>> Begin
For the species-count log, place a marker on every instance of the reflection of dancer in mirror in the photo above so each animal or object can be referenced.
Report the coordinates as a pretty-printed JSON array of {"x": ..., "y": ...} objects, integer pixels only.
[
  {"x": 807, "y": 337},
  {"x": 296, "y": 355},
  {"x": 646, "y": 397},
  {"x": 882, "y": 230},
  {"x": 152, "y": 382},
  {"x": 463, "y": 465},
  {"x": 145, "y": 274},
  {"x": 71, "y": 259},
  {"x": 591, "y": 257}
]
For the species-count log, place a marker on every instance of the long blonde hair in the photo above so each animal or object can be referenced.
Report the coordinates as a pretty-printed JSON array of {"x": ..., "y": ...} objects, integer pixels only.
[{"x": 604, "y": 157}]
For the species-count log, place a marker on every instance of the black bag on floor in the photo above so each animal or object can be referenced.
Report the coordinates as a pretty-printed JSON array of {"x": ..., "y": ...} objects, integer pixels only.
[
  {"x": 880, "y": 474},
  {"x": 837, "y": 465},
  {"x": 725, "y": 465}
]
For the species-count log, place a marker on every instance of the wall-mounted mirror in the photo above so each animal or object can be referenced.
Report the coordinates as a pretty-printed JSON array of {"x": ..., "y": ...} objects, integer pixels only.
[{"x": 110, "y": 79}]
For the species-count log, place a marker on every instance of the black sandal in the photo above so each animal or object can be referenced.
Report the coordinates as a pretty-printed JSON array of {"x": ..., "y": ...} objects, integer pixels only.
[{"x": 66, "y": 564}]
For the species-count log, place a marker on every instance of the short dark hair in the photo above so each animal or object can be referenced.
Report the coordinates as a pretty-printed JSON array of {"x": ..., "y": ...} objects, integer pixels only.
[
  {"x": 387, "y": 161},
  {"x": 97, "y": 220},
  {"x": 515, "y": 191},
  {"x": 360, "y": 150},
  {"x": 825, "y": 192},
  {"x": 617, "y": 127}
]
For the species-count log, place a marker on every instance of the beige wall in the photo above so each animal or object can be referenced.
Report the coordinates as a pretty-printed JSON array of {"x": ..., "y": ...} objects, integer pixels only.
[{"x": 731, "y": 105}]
>> End
(Exercise): From the records above, extract each line exactly as shown.

(Solution to the problem):
For the species-count log, place a marker on every instance of the reflection of dancer in mirror in the photo above so each animal or object can be referenced.
Report the coordinates as a pretty-printed JSON array of {"x": ..., "y": ...} objects, integer pixels only.
[
  {"x": 807, "y": 337},
  {"x": 296, "y": 355},
  {"x": 646, "y": 397},
  {"x": 882, "y": 230},
  {"x": 152, "y": 382},
  {"x": 463, "y": 465},
  {"x": 145, "y": 274},
  {"x": 71, "y": 259},
  {"x": 591, "y": 257}
]
For the species-count log, place a marker on every instance of the long blonde hair in the photo above so each animal or object can be referenced.
Report the coordinates as a pretty-printed JSON array of {"x": ..., "y": ...} objects, integer pixels only.
[{"x": 604, "y": 157}]
For the species-count log, place a marker on every instance of the black bag on floor in the photo above so each animal or object can be referenced.
Report the coordinates as a pretty-printed JSON array of {"x": ..., "y": ...} objects, integer pixels only.
[
  {"x": 880, "y": 474},
  {"x": 837, "y": 465},
  {"x": 725, "y": 465}
]
For the species-count log, place a marker on every instance of the wall-mounted mirror in the photo above so each animal or object can be referenced.
Report the coordinates as a pretty-printed JSON array of {"x": ..., "y": ...} objects, integer pixels only.
[{"x": 110, "y": 79}]
For the species-count log, place a marker on every instance of the black sandal in the photo above so each animal or object can be referenced.
Report the coordinates as a pretty-printed JSON array of {"x": ..., "y": ...} objects, integer pixels only.
[{"x": 66, "y": 564}]
For the species-count log, place a marker on every instance of the short dark hair in the photo above so each animal or object can be referenced.
Report the coordinates as a pretty-printed JSON array of {"x": ..., "y": ...} objects, integer pixels only.
[
  {"x": 387, "y": 161},
  {"x": 97, "y": 220},
  {"x": 515, "y": 191},
  {"x": 360, "y": 150},
  {"x": 825, "y": 192},
  {"x": 617, "y": 127}
]
For the species-count log, place a marker on every instance of the beige wall in the photo above so each animal or object can be referenced.
Report the coordinates as a pretty-printed JSON array of {"x": ..., "y": ...} objects, integer pixels only.
[{"x": 731, "y": 105}]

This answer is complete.